**REQUIRED TASKS:**
1. Translate this sentence from the article on robots at the Fukushima plant into Spanish: "Four years after the Fukushima nuclear disaster, robots are cleaning up the contaminated power plant."
2. Write the next paragraph of the article about robots cleaning up the Fukushima power plant, picking up after its final sentence.
-- PAGE EXCERPT follows --
Inspector Gadget, but for Nuclear Waste

The snake-like robot, developed by Japanese electronics giant Hitachi and its nuclear affiliate Hitachi-GE Nuclear Energy, is ready to examine in April the damage inside Unit 1 reactor at the Fukushima dai-ichi nuclear plant.

The snake-like robot, developed by Japanese electronics giant Hitachi and its nuclear affiliate Hitachi-GE Nuclear Energy, is ready to examine in April the damage inside Unit 1 reactor at the Fukushima dai-ichi nuclear plant. Shizuo Kambayashi/AP

Four years after the Fukushima nuclear disaster, robots are cleaning up the contaminated power plant.

It's not safe for humans to spend much time at the Fukushima-Daiichi power plant anymore. Four years ago, a massive tsunami hit the facility, triggering a core meltdown that earned the most severe ranking on the International Nuclear Scale—on par with the Chernobyl disaster in 1986. (It's worth noting, though, that far more radiation was released at Chernobyl than at Fukushima.)

And though the evacuation order for tens of thousands of people who once lived near the plant is expected to be lifted in the next year, the inside of the old power plant is still a mess: melted fuel rods, toxic water, and other debris that must be contained before a more comprehensive clean-up can begin.
-- PAGE EXCERPT concluded --
-- RAW DATA follows --
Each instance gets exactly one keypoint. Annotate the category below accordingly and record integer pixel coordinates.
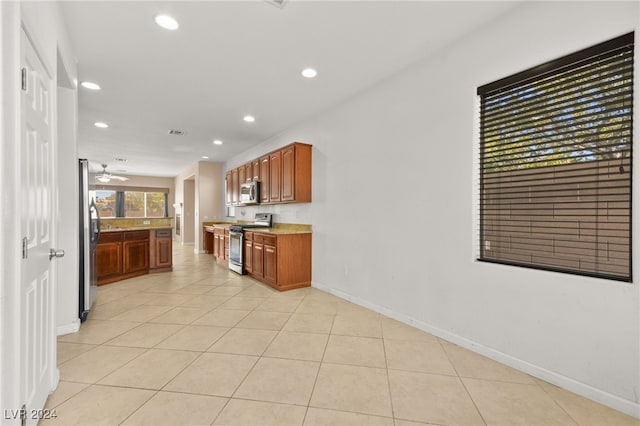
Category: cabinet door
(258, 267)
(255, 167)
(136, 256)
(163, 252)
(288, 174)
(228, 185)
(264, 179)
(241, 175)
(275, 172)
(270, 263)
(248, 256)
(108, 260)
(235, 187)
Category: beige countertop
(279, 231)
(135, 228)
(219, 225)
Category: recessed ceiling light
(167, 22)
(309, 73)
(89, 85)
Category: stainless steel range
(236, 240)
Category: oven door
(235, 251)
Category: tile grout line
(464, 385)
(386, 369)
(315, 382)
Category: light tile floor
(202, 345)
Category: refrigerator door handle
(95, 234)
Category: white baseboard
(56, 379)
(628, 407)
(68, 328)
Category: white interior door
(37, 165)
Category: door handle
(55, 253)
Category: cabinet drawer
(110, 237)
(265, 239)
(136, 235)
(163, 233)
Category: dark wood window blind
(556, 164)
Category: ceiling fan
(105, 176)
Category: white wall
(67, 320)
(204, 201)
(44, 25)
(382, 237)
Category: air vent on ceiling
(277, 3)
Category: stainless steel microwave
(250, 193)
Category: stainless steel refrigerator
(89, 236)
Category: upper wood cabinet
(284, 176)
(275, 176)
(264, 179)
(248, 172)
(235, 187)
(228, 182)
(255, 167)
(241, 178)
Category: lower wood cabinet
(109, 257)
(135, 256)
(127, 254)
(281, 260)
(161, 250)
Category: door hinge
(25, 247)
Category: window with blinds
(555, 164)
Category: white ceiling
(232, 58)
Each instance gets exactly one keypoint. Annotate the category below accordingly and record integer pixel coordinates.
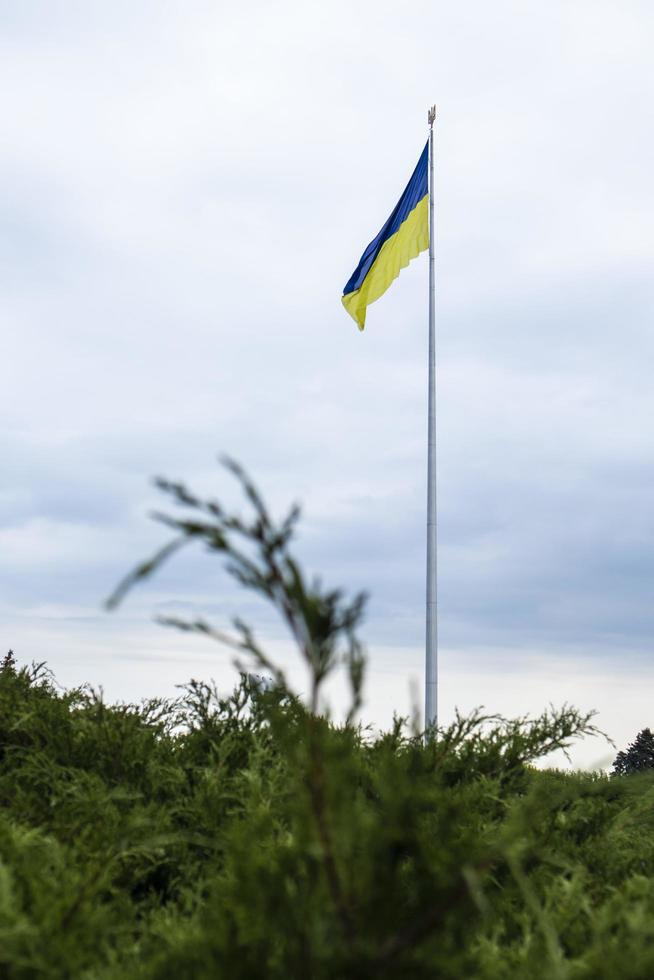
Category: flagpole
(431, 638)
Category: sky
(184, 190)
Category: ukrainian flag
(405, 235)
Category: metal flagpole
(431, 639)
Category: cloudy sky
(184, 190)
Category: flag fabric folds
(403, 237)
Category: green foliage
(639, 757)
(249, 836)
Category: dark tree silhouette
(638, 757)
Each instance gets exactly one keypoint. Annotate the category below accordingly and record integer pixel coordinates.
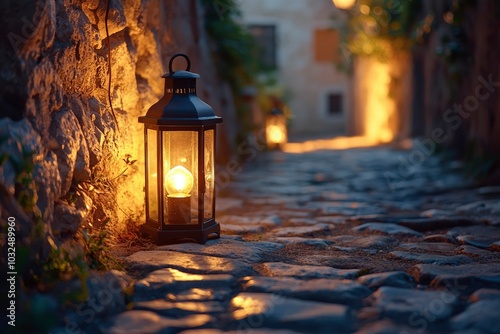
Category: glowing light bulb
(179, 182)
(275, 134)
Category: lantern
(276, 133)
(179, 137)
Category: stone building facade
(301, 41)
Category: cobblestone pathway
(352, 241)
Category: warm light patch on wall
(375, 110)
(338, 143)
(379, 106)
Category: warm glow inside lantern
(180, 151)
(276, 132)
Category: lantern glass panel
(209, 174)
(152, 147)
(180, 170)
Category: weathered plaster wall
(54, 101)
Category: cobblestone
(330, 241)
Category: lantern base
(164, 237)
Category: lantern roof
(180, 105)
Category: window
(334, 104)
(326, 45)
(265, 37)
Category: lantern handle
(179, 55)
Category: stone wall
(453, 67)
(86, 166)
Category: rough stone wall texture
(54, 93)
(450, 92)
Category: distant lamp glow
(344, 4)
(179, 138)
(276, 132)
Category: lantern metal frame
(180, 110)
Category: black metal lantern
(276, 132)
(179, 137)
-- RAW DATA concluded --
**OUTPUTS BY TASK:**
1. Cuatro años después del desastre nuclear de Fukushima, los robots están limpiando la central eléctrica contaminada.

2.
And so, in one area of the plant—a spot where a person would risk too much radiation exposure after just 10 minutes—engineers placed a wheeled box the size of a refrigerator, one of the many robots that is cleaning up Fukushima.

It's called a manipulator, and it consists of a robotic arm that emerges from the box and can snake through the power plant to plug leaks. (An earlier manipulator robot that was deployed to find the leaks in the first place has already completed its mission.) Operators can attach various tools to the carbon fiber arm—a cutting tool that uses water jets, and a vent tube filled with grout to patch holes, for instance. Think of it like the Inspector Gadget of robots—one machine with a very long arm that can do all kinds of things.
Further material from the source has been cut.